Items from a data source
= = = = = = =

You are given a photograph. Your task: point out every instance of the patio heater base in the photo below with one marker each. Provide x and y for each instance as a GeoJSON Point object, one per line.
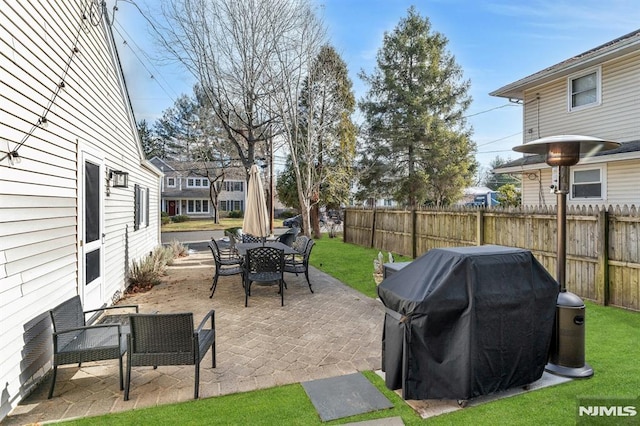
{"type": "Point", "coordinates": [583, 372]}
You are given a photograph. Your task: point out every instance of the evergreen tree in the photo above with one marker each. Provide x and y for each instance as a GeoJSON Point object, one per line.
{"type": "Point", "coordinates": [418, 143]}
{"type": "Point", "coordinates": [327, 135]}
{"type": "Point", "coordinates": [148, 140]}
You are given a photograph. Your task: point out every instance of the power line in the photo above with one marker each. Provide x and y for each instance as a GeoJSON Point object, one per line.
{"type": "Point", "coordinates": [491, 109]}
{"type": "Point", "coordinates": [144, 66]}
{"type": "Point", "coordinates": [501, 139]}
{"type": "Point", "coordinates": [147, 56]}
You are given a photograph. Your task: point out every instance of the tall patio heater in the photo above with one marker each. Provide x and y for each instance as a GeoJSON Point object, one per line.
{"type": "Point", "coordinates": [566, 357]}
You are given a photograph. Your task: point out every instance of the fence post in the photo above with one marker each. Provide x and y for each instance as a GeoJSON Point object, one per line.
{"type": "Point", "coordinates": [373, 228]}
{"type": "Point", "coordinates": [480, 227]}
{"type": "Point", "coordinates": [414, 233]}
{"type": "Point", "coordinates": [345, 237]}
{"type": "Point", "coordinates": [602, 278]}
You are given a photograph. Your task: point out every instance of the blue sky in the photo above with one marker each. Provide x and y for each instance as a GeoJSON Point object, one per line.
{"type": "Point", "coordinates": [496, 42]}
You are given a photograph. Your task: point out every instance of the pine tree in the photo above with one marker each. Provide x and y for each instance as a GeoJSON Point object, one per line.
{"type": "Point", "coordinates": [418, 143]}
{"type": "Point", "coordinates": [327, 135]}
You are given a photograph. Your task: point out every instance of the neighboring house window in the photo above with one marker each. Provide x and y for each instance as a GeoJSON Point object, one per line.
{"type": "Point", "coordinates": [197, 206]}
{"type": "Point", "coordinates": [141, 207]}
{"type": "Point", "coordinates": [584, 90]}
{"type": "Point", "coordinates": [587, 183]}
{"type": "Point", "coordinates": [234, 186]}
{"type": "Point", "coordinates": [238, 205]}
{"type": "Point", "coordinates": [197, 183]}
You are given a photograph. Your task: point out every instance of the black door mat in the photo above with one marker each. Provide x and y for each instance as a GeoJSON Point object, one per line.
{"type": "Point", "coordinates": [345, 396]}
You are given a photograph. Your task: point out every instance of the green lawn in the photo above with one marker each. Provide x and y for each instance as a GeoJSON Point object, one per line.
{"type": "Point", "coordinates": [612, 342]}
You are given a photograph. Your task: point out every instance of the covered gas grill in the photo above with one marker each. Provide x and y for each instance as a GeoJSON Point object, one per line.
{"type": "Point", "coordinates": [464, 322]}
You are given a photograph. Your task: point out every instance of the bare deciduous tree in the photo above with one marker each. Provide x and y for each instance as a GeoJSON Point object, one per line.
{"type": "Point", "coordinates": [251, 59]}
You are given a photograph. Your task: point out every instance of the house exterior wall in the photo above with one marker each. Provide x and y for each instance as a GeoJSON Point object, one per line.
{"type": "Point", "coordinates": [181, 193]}
{"type": "Point", "coordinates": [546, 111]}
{"type": "Point", "coordinates": [40, 230]}
{"type": "Point", "coordinates": [617, 117]}
{"type": "Point", "coordinates": [621, 188]}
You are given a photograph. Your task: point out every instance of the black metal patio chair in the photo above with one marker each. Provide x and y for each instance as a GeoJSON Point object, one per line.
{"type": "Point", "coordinates": [298, 264]}
{"type": "Point", "coordinates": [264, 265]}
{"type": "Point", "coordinates": [169, 339]}
{"type": "Point", "coordinates": [76, 341]}
{"type": "Point", "coordinates": [248, 238]}
{"type": "Point", "coordinates": [288, 237]}
{"type": "Point", "coordinates": [224, 266]}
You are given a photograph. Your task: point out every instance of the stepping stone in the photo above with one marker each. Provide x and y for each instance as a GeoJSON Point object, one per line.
{"type": "Point", "coordinates": [345, 396]}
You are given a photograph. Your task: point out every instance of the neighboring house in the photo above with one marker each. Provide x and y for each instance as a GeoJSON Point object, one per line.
{"type": "Point", "coordinates": [185, 188]}
{"type": "Point", "coordinates": [479, 196]}
{"type": "Point", "coordinates": [78, 201]}
{"type": "Point", "coordinates": [596, 93]}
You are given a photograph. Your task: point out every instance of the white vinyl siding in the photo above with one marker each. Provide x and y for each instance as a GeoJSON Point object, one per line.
{"type": "Point", "coordinates": [38, 215]}
{"type": "Point", "coordinates": [622, 182]}
{"type": "Point", "coordinates": [197, 206]}
{"type": "Point", "coordinates": [616, 118]}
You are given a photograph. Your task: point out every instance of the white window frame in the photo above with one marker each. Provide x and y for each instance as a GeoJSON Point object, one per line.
{"type": "Point", "coordinates": [571, 78]}
{"type": "Point", "coordinates": [603, 182]}
{"type": "Point", "coordinates": [197, 182]}
{"type": "Point", "coordinates": [191, 206]}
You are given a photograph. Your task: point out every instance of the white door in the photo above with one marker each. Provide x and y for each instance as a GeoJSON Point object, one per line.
{"type": "Point", "coordinates": [91, 195]}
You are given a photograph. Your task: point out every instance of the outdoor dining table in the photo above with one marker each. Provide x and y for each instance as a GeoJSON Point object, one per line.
{"type": "Point", "coordinates": [242, 248]}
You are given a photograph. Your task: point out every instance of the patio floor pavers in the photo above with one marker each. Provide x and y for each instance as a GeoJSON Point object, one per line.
{"type": "Point", "coordinates": [331, 332]}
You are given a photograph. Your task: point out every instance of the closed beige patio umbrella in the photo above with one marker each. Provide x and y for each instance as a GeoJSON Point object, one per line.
{"type": "Point", "coordinates": [256, 216]}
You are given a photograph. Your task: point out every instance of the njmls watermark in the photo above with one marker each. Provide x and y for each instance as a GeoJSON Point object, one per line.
{"type": "Point", "coordinates": [605, 411]}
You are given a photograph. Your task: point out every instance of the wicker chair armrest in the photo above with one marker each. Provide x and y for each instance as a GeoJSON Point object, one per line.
{"type": "Point", "coordinates": [210, 314]}
{"type": "Point", "coordinates": [106, 308]}
{"type": "Point", "coordinates": [87, 327]}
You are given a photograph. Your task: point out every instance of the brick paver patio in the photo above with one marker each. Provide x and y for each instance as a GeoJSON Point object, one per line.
{"type": "Point", "coordinates": [334, 331]}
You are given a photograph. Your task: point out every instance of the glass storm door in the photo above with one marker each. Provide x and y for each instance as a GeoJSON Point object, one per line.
{"type": "Point", "coordinates": [91, 237]}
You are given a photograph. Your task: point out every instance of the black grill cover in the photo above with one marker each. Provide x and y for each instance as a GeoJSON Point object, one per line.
{"type": "Point", "coordinates": [468, 321]}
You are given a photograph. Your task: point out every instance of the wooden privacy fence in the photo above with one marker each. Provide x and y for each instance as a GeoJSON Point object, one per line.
{"type": "Point", "coordinates": [603, 252]}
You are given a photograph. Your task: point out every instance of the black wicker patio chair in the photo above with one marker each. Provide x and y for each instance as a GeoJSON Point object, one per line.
{"type": "Point", "coordinates": [169, 339]}
{"type": "Point", "coordinates": [264, 265]}
{"type": "Point", "coordinates": [76, 341]}
{"type": "Point", "coordinates": [297, 264]}
{"type": "Point", "coordinates": [224, 266]}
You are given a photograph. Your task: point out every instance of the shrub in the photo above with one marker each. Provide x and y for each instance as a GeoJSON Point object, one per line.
{"type": "Point", "coordinates": [162, 257]}
{"type": "Point", "coordinates": [179, 218]}
{"type": "Point", "coordinates": [178, 249]}
{"type": "Point", "coordinates": [287, 214]}
{"type": "Point", "coordinates": [146, 272]}
{"type": "Point", "coordinates": [143, 275]}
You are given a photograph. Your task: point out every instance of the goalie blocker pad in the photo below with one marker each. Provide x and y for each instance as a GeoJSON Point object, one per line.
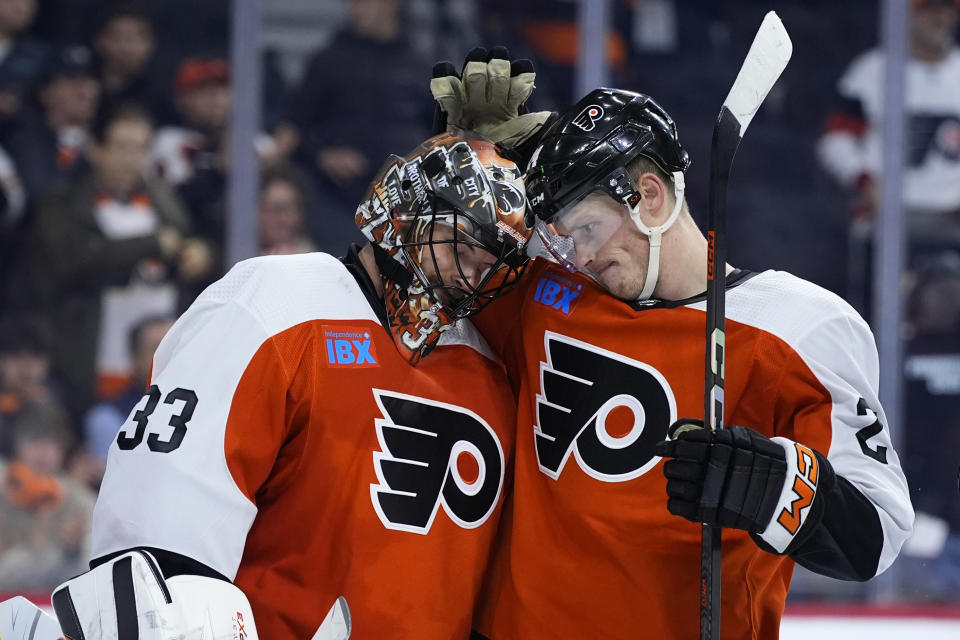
{"type": "Point", "coordinates": [128, 598]}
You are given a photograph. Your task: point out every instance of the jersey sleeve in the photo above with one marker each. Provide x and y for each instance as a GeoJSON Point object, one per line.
{"type": "Point", "coordinates": [184, 472]}
{"type": "Point", "coordinates": [864, 507]}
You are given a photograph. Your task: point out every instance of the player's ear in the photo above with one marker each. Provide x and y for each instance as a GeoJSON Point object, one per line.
{"type": "Point", "coordinates": [653, 190]}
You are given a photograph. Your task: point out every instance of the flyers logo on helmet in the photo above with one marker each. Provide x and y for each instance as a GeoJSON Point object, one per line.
{"type": "Point", "coordinates": [604, 408]}
{"type": "Point", "coordinates": [587, 119]}
{"type": "Point", "coordinates": [433, 455]}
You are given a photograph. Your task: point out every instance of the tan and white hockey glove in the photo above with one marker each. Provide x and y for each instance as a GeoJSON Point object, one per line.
{"type": "Point", "coordinates": [488, 97]}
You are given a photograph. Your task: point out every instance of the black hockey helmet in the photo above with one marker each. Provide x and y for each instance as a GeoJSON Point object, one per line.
{"type": "Point", "coordinates": [600, 134]}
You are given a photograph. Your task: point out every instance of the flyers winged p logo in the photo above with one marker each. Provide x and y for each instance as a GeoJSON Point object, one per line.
{"type": "Point", "coordinates": [433, 455]}
{"type": "Point", "coordinates": [587, 119]}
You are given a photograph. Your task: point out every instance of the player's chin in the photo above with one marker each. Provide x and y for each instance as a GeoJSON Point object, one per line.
{"type": "Point", "coordinates": [619, 284]}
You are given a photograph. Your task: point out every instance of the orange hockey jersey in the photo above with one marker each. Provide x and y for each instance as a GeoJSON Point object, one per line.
{"type": "Point", "coordinates": [589, 549]}
{"type": "Point", "coordinates": [285, 443]}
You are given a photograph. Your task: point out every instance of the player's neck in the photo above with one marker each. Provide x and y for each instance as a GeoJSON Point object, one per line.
{"type": "Point", "coordinates": [369, 263]}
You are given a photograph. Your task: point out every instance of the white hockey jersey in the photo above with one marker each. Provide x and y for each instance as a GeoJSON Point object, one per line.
{"type": "Point", "coordinates": [285, 444]}
{"type": "Point", "coordinates": [589, 549]}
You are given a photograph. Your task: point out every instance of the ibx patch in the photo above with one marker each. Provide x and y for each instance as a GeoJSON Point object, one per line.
{"type": "Point", "coordinates": [349, 347]}
{"type": "Point", "coordinates": [557, 292]}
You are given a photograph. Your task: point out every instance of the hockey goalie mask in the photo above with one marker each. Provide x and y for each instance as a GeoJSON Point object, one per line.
{"type": "Point", "coordinates": [447, 225]}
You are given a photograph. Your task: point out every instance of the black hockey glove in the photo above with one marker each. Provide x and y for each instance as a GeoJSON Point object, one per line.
{"type": "Point", "coordinates": [489, 97]}
{"type": "Point", "coordinates": [738, 478]}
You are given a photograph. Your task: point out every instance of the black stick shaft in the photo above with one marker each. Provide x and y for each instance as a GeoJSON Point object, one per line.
{"type": "Point", "coordinates": [726, 139]}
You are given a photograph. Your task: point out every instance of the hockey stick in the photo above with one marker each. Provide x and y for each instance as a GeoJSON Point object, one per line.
{"type": "Point", "coordinates": [337, 625]}
{"type": "Point", "coordinates": [765, 61]}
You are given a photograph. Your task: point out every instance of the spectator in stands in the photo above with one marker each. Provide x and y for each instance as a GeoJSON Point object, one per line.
{"type": "Point", "coordinates": [194, 157]}
{"type": "Point", "coordinates": [367, 74]}
{"type": "Point", "coordinates": [48, 146]}
{"type": "Point", "coordinates": [21, 57]}
{"type": "Point", "coordinates": [12, 209]}
{"type": "Point", "coordinates": [112, 249]}
{"type": "Point", "coordinates": [24, 372]}
{"type": "Point", "coordinates": [124, 45]}
{"type": "Point", "coordinates": [283, 207]}
{"type": "Point", "coordinates": [44, 516]}
{"type": "Point", "coordinates": [103, 421]}
{"type": "Point", "coordinates": [851, 150]}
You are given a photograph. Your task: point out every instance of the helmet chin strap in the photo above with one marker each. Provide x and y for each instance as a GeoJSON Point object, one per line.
{"type": "Point", "coordinates": [655, 234]}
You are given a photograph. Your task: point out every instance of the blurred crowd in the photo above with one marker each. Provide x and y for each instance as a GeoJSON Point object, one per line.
{"type": "Point", "coordinates": [115, 150]}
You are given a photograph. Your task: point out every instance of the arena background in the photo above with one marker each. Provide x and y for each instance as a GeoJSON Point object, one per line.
{"type": "Point", "coordinates": [318, 83]}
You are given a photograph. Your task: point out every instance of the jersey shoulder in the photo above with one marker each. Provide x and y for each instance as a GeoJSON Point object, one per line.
{"type": "Point", "coordinates": [806, 316]}
{"type": "Point", "coordinates": [283, 291]}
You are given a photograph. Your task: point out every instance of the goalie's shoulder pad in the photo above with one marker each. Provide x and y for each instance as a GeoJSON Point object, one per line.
{"type": "Point", "coordinates": [128, 598]}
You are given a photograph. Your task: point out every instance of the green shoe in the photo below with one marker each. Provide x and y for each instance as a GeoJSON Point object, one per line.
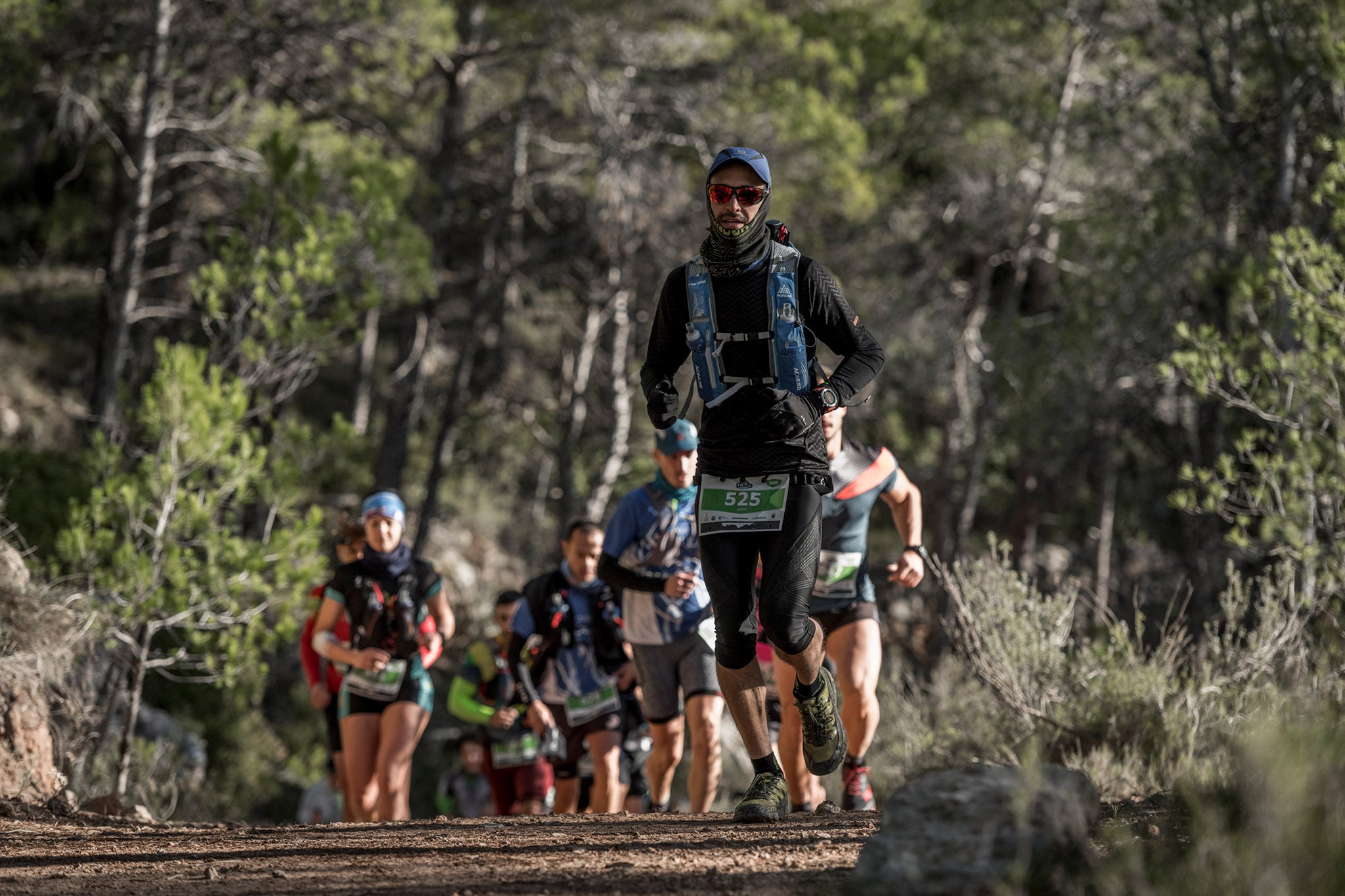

= = = = = = =

● **Job**
Please show every line of the items above that contains the word "chin".

● **Result for this exercise**
You are given a photograph. Your task: point out every instance of the player's chin in the photo above with one marker each. Provide x and y for each instance as a GeoJSON Point object, one per line.
You are given a photograph. Your task: point out every instance of the helmet chin strap in the photo above with one marker each. Provide x and y for each instance as a GeoJSON Point object, one per line.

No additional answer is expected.